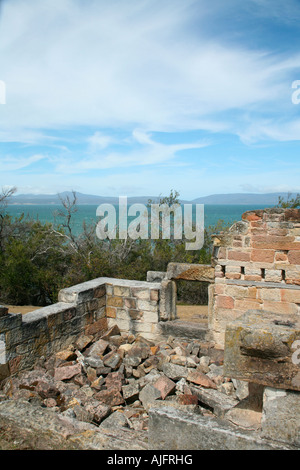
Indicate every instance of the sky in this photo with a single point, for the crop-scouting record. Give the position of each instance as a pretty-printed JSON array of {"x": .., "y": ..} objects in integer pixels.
[{"x": 140, "y": 97}]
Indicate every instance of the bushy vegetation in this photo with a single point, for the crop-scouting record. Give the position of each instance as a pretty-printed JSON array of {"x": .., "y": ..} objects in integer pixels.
[{"x": 37, "y": 260}]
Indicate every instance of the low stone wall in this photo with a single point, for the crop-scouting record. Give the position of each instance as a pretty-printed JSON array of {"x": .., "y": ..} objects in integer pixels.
[
  {"x": 89, "y": 308},
  {"x": 257, "y": 266}
]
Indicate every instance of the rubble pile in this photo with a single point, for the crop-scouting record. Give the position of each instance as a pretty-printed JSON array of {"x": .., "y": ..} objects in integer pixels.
[{"x": 113, "y": 380}]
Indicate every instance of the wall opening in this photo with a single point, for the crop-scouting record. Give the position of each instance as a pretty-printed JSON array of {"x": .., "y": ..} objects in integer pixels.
[
  {"x": 192, "y": 301},
  {"x": 2, "y": 349}
]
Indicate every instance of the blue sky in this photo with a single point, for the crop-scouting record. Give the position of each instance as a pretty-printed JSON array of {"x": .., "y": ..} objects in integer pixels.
[{"x": 144, "y": 96}]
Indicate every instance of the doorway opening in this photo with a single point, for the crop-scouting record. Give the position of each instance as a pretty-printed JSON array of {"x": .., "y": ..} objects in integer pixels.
[{"x": 192, "y": 301}]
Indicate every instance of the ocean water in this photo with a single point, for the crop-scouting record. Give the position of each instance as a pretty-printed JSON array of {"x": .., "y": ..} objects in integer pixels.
[{"x": 87, "y": 213}]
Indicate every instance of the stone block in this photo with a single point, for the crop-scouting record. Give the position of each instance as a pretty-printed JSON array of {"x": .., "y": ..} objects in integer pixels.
[
  {"x": 259, "y": 349},
  {"x": 165, "y": 385},
  {"x": 281, "y": 416},
  {"x": 3, "y": 311},
  {"x": 191, "y": 272},
  {"x": 235, "y": 255},
  {"x": 171, "y": 429}
]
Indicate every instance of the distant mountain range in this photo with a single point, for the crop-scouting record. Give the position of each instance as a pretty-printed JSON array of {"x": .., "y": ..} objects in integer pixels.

What the task requires -
Would you reproduce the lines above exactly, without carrying over the pictures?

Task response -
Indicate every instance of the sky in this photo with a single point, for the crop-scouting record. Give the position of each instance as a pretty-printed JSON array of {"x": .., "y": ..} objects in integer pixels.
[{"x": 140, "y": 97}]
Indicate every instance of the bushy vegetation in this photo with a single point, for the crop-scouting record. Give the position of each instance as a pretty-printed JSON array of {"x": .., "y": ..} objects in integer pixels.
[{"x": 37, "y": 260}]
Indicate every instance of the low stone wall in this photo with a single point, for the crop-scouting record. Give the position of each instance as a pretty-printed JSON array of {"x": .., "y": ..} objects in integer pixels.
[
  {"x": 89, "y": 308},
  {"x": 257, "y": 266}
]
Indicate every instance of the rubble pile in this photo with a single point, for the crop-scouting record. Give the position of each instance as a pretty-printed JSON array of {"x": .., "y": ..} objects in integer pixels.
[{"x": 113, "y": 380}]
Indicate every instance of the wall opening in this photo with a single point, for the crop-scouting record. Give the position of each instance as a pretty-printed JSON array of {"x": .., "y": ..} objects in integer pixels.
[
  {"x": 192, "y": 301},
  {"x": 2, "y": 349}
]
Indicate every instance of the blue sky in this photo with a single point, for the crop-scouting record. Give the position of each instance as a pretty-printed JSON array of {"x": .., "y": ..} objects in integer pixels.
[{"x": 144, "y": 96}]
Indicate every instance of the doorway opening in this photo with a single point, for the crop-scouting record. Give the position of each instance as a pretty-printed JSON array of {"x": .., "y": ..} objects in integer pixels.
[{"x": 192, "y": 301}]
Indicate every instance of the ocean water in this photo with a single point, for the crop-scouting record. Give the position of each instance as a pretty-printed JSON array of {"x": .., "y": ..} objects in integer pixels.
[{"x": 87, "y": 213}]
Indicate every instance of the stone block in this photo with a single point, for the crop-scouting record. Give the position of each instance as a pretty-printed JSON array of {"x": .., "y": ..} objects in integer pixels.
[
  {"x": 259, "y": 349},
  {"x": 165, "y": 385},
  {"x": 281, "y": 416},
  {"x": 3, "y": 311},
  {"x": 191, "y": 272},
  {"x": 235, "y": 255},
  {"x": 171, "y": 429}
]
Indicate every instance of the distant mountain range in this photo with a single point, for the crop-scouting record. Give the position of each instance as a pretty-printed JSON array of {"x": .., "y": ..} objects in integer pixels.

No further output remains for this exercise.